Write the records out again exactly, but without pictures.

───── Provided data

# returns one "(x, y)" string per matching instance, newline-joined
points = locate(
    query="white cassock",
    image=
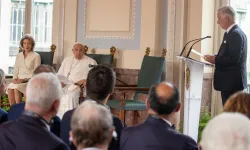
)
(24, 68)
(75, 70)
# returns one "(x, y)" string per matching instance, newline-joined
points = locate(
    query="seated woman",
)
(26, 63)
(238, 102)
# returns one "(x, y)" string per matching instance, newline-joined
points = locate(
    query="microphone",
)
(195, 43)
(192, 41)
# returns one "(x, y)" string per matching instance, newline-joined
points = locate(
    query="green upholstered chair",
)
(47, 57)
(106, 59)
(150, 73)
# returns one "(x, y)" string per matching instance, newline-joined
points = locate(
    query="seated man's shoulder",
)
(10, 125)
(68, 114)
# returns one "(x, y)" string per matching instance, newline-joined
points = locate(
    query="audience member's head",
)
(238, 102)
(30, 39)
(43, 94)
(164, 99)
(91, 126)
(100, 83)
(227, 131)
(2, 82)
(44, 68)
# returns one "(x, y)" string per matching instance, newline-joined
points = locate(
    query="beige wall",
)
(150, 22)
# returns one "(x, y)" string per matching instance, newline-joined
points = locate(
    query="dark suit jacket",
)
(16, 110)
(3, 116)
(230, 63)
(65, 128)
(28, 133)
(155, 134)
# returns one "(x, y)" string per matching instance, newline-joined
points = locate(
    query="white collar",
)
(168, 122)
(230, 27)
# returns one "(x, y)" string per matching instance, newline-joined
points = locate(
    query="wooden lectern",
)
(192, 95)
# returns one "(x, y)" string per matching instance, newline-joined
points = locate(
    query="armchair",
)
(150, 73)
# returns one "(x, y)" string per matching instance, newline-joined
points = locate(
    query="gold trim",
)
(53, 48)
(147, 51)
(112, 50)
(187, 80)
(164, 52)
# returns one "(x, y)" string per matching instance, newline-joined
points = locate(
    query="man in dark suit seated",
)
(156, 132)
(91, 131)
(100, 85)
(16, 110)
(3, 114)
(31, 130)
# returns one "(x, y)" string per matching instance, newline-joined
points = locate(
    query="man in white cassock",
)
(75, 69)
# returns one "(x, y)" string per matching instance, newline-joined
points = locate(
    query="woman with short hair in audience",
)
(238, 102)
(3, 114)
(26, 62)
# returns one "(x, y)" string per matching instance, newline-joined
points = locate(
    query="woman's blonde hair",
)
(238, 102)
(30, 38)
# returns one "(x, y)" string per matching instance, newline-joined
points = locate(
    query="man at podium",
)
(230, 62)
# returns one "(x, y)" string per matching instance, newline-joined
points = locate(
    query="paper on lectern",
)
(194, 51)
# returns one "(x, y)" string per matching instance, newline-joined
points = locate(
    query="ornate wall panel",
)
(102, 24)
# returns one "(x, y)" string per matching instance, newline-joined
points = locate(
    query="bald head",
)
(78, 50)
(164, 98)
(91, 125)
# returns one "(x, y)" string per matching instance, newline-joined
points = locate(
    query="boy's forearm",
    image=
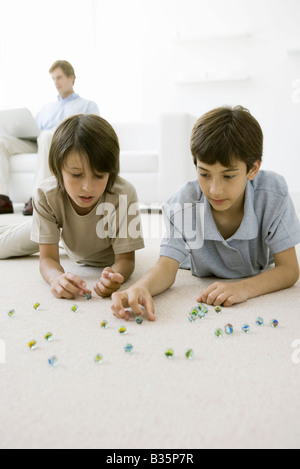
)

──────────

» **Response below**
# returns one "(x, y)" string per matching instance, newline-joined
points = locate(
    query="white cassock",
    image=
)
(24, 68)
(75, 70)
# returns one "(x, y)" string per matching instance, newline-joined
points = locate(
    query="seated woman",
)
(26, 63)
(238, 102)
# returns one "(x, y)" string per matching instance, newline-joined
points = locate(
    query="microphone",
)
(195, 43)
(192, 41)
# returns one "(x, y)" string per matching instance, newline-joined
points = locate(
    query="green upholstered chair",
)
(47, 57)
(106, 59)
(150, 73)
# returns one "(x, y)" string per matching instance, newline-joined
points = locate(
    query="seated man's shoulder",
)
(10, 125)
(68, 114)
# returns one "(x, y)" string per matching instance, newline-joined
points = locate(
    query="audience member's head",
)
(238, 102)
(30, 39)
(43, 94)
(164, 99)
(91, 126)
(100, 83)
(227, 131)
(2, 82)
(44, 68)
# returns one "(x, y)" string per matching instance, newline-joined
points = locate(
    query="beige wall",
)
(150, 22)
# returns one "(x, y)" string per matching instance, newline-joined
points = locate(
    query="dark suit jacket",
)
(16, 110)
(3, 116)
(230, 63)
(65, 128)
(28, 133)
(155, 134)
# returns one "(x, y)" string per matching instance, newline-joined
points = locate(
    query="white collar",
)
(168, 122)
(230, 27)
# returns one "(x, y)" string per matching instance, newline-joined
points = locate(
    query="wooden lectern",
)
(192, 95)
# returns one "(x, y)" string per matching instance, newline-joined
points = locate(
    query="armchair",
)
(150, 73)
# returns one "(x, y)" string per matching instance, newline-joined
points = locate(
    query="gold trim",
)
(53, 48)
(147, 51)
(112, 50)
(187, 80)
(164, 52)
# returns one "(x, y)" string per matching instance, newline-joined
points = locate(
    query="man in dark suit seated",
)
(156, 132)
(91, 131)
(100, 85)
(16, 110)
(3, 114)
(31, 130)
# returns one "(x, y)" string per matching instance, newline-joined
points = locate(
    query="man in white cassock",
)
(75, 69)
# returns one "(x, y)" string per matching instance, newline-joined
points = locate(
    query="woman with short hair in audience",
)
(238, 102)
(3, 114)
(26, 62)
# returns one "(x, y)" string per matching instance, newline-joined
points = locate(
    query="woman's blonde hair",
)
(238, 102)
(30, 38)
# returns one "(x, y)" string per matching instance, newline-joined
points = locate(
    query="man at podium",
)
(230, 62)
# returns one "(x, y)" string per matching instance, newline-joined
points = locate(
    query="paper on lectern",
)
(194, 51)
# returns one "(x, y)" string per matching instance, newline-joined
points = locate(
    query="ornate wall panel",
)
(102, 24)
# returns one "(x, y)" string per matching instance, newline-joined
points = locate(
    query="bald head",
)
(78, 50)
(164, 98)
(91, 125)
# returns one "(x, y)" string per matching instance, newline-joined
points = locate(
    query="boy's forearm",
    image=
)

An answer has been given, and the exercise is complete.